Source passage —
Shakespeare and The Globe

403 years ago today The Globe theatre burned down, on 29 June 1613.

During a performance of King Henry VIII, a prop cannon set a fire, and the whole theatre burned to the ground.

Luckily, no one died, and it seems that the costumes were saved, as well as the precious playbooks.

This moment in history is fascinating, and I think it tells us a lot about who William Shakespeare was.

With the fire at The Globe, it was yet another moment in his life where he had to make a very big decision.

Would he give up London and go home, retire from the theatre and never return? 

Or would he double down, rebuild the Globe, or another playhouse perhaps, and keep writing and producing plays?

This Chandos Portrait of Shakespeare was probably painted around 1610
Shakespeare had turned 49 years old in April 1613. He had been living and working in London for probably about 25 years at this point.

About half of his life was spent London, as an actor/playwright, and he had enjoyed great success and suffered great losses.

He was the last of a dying breed of playwrights. When Shakespeare came to London around 1587, Christopher Marlowe, Thomas Kyd were arguably the two greatest playwrights. They were gone now.

Most of Shakespeare friends and rival playwrights were all gone, including Robert Greene, Thomas Nashe and John Lyly.

Shakespeare’s great friends, and artistic patrons — Robert Devereux, Earl of Essex, Ferdinando Stanley, Earl of Derby, and Henry Carey, Lord Hunsdon — were all long dead.

The Earl of Essex
The Earl of Derby
Lord Hunsdon

The actor/comedian Will Kemp was dead. He arguably had the greatest influence on Shakespeare, and he helped to invent the unforgettable Falstaff character.

And of course, Queen Elizabeth, for whom Shakespeare had performed for on many occasions, had died in 1603. 

Queen Elizabeth, circa 1601

With all of these people gone from his life, I would imagine that London was becoming a less happy place for Shakespeare. Almost every street and every place Shakespeare frequented in London was filled with ghosts.

Shakespeare had just written, or co-written the King Henry VIII play. That play had only been performed a couple of times before The Globe caught fire.

Did Shakespeare consider that a bad omen? Did he consider the possibility that he had maybe written the last play he should ever write?

In his career in London, he had seen theatres come and go. And Shakespeare had a hand in making them come and go.

Shakespeare probably saw The Rose open in 1587, on Bankside.

But when he built The Globe on Bankside in 1599, it ruined The Rose’s business.

The Globe Theatre between The Beargarden, at top, and The Rose, at bottom

The owners of The Rose, Philip Henslowe and Edward Alleyn abandoned it, and it was torn down. They left Bankside altogether and built a new theatre, The Fortune, on the other side of London.

After The Globe burned down, Henslowe and Alleyn started to build a new Bankside theatre, The Hope.

It seems they wanted to steal the Bankside audiences away from Shakespeare, and discourage him from rebuilding The Globe.

If Shakespeare decided to rebuild The Globe it would face stiff competition from The Hope. Even if he did rebuild The Globe, there was simply no way of knowing if it could survive against The Hope.

Shakespeare and his fellow men had great success recently, performing at the court of King James several times. The King’s daughter, Princess Elizabeth had married in February of 1613, and Shakespeare’s company performed 14 plays during the events surrounding the wedding.

Data —
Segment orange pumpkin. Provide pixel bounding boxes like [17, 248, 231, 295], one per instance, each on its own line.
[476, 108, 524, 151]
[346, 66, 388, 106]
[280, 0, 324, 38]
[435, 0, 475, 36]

Short exercise 1 —
Transcribe everything in the Globe passage from "Shakespeare’s great friends, and" down to "all long dead.".
Short exercise 2 —
Answer these questions from the Globe passage.
(a) What set the fire that burned down The Globe?
(b) What new theatre did Henslowe and Alleyn build on the other side of London after leaving Bankside?
(c) How many plays did Shakespeare's company perform during the events surrounding Princess Elizabeth's wedding?

Written solution 1 —
Shakespeare’s great friends, and artistic patrons — Robert Devereux, Earl of Essex, Ferdinando Stanley, Earl of Derby, and Henry Carey, Lord Hunsdon — were all long dead.

Written solution 2 —
(a) A prop cannon, during a performance of King Henry VIII.
(b) The Fortune.
(c) 14.